**GIVEN REQUEST:** Collect every line in the records below that contains the word "each" and copy those lines out in full; match case exactly.

Start DATA SECTION

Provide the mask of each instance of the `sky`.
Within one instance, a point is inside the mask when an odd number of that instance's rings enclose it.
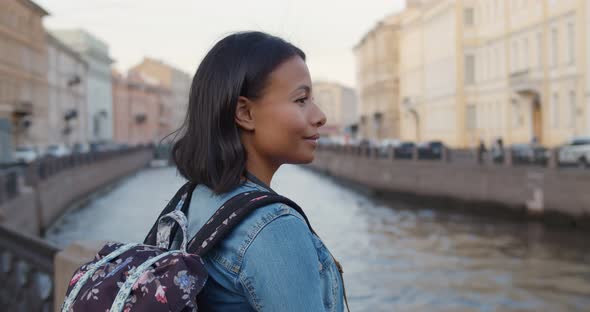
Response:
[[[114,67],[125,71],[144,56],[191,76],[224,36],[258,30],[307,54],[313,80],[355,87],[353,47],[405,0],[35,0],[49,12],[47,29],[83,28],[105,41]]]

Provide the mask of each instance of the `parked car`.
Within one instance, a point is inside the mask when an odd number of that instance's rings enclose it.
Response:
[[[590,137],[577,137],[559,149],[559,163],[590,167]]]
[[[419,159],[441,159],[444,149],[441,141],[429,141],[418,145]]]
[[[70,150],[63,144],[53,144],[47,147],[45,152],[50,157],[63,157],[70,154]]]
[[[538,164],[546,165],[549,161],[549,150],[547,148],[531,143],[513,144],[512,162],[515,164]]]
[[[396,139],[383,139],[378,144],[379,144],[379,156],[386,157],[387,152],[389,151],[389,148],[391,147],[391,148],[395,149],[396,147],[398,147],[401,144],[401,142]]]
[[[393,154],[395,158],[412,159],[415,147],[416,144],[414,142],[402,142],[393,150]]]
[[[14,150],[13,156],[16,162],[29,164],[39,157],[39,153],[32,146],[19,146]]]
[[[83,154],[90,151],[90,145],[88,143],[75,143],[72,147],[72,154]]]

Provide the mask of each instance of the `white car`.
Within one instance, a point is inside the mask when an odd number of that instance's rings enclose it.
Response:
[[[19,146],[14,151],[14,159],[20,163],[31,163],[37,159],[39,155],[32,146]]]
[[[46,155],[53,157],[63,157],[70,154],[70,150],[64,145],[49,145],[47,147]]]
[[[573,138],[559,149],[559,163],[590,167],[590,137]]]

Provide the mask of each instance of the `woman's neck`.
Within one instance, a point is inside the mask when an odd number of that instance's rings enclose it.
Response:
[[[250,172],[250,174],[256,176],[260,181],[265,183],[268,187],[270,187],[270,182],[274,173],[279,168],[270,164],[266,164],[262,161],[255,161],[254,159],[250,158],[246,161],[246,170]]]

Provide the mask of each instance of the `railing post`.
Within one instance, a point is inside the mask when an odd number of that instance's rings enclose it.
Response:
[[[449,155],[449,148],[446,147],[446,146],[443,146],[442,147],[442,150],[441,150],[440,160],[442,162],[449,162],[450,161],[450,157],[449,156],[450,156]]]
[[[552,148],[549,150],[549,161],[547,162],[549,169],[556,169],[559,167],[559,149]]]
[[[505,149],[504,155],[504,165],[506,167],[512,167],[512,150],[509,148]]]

End DATA SECTION

**REPLY TO THE TASK:**
Provide the mask of each instance of the `sky`.
Provide the mask of each instance of the `parked car`.
Provide the mask of each instance of the `white car`.
Provide the mask of each instance of the `woman's neck`.
Provide the mask of each instance of the `railing post`.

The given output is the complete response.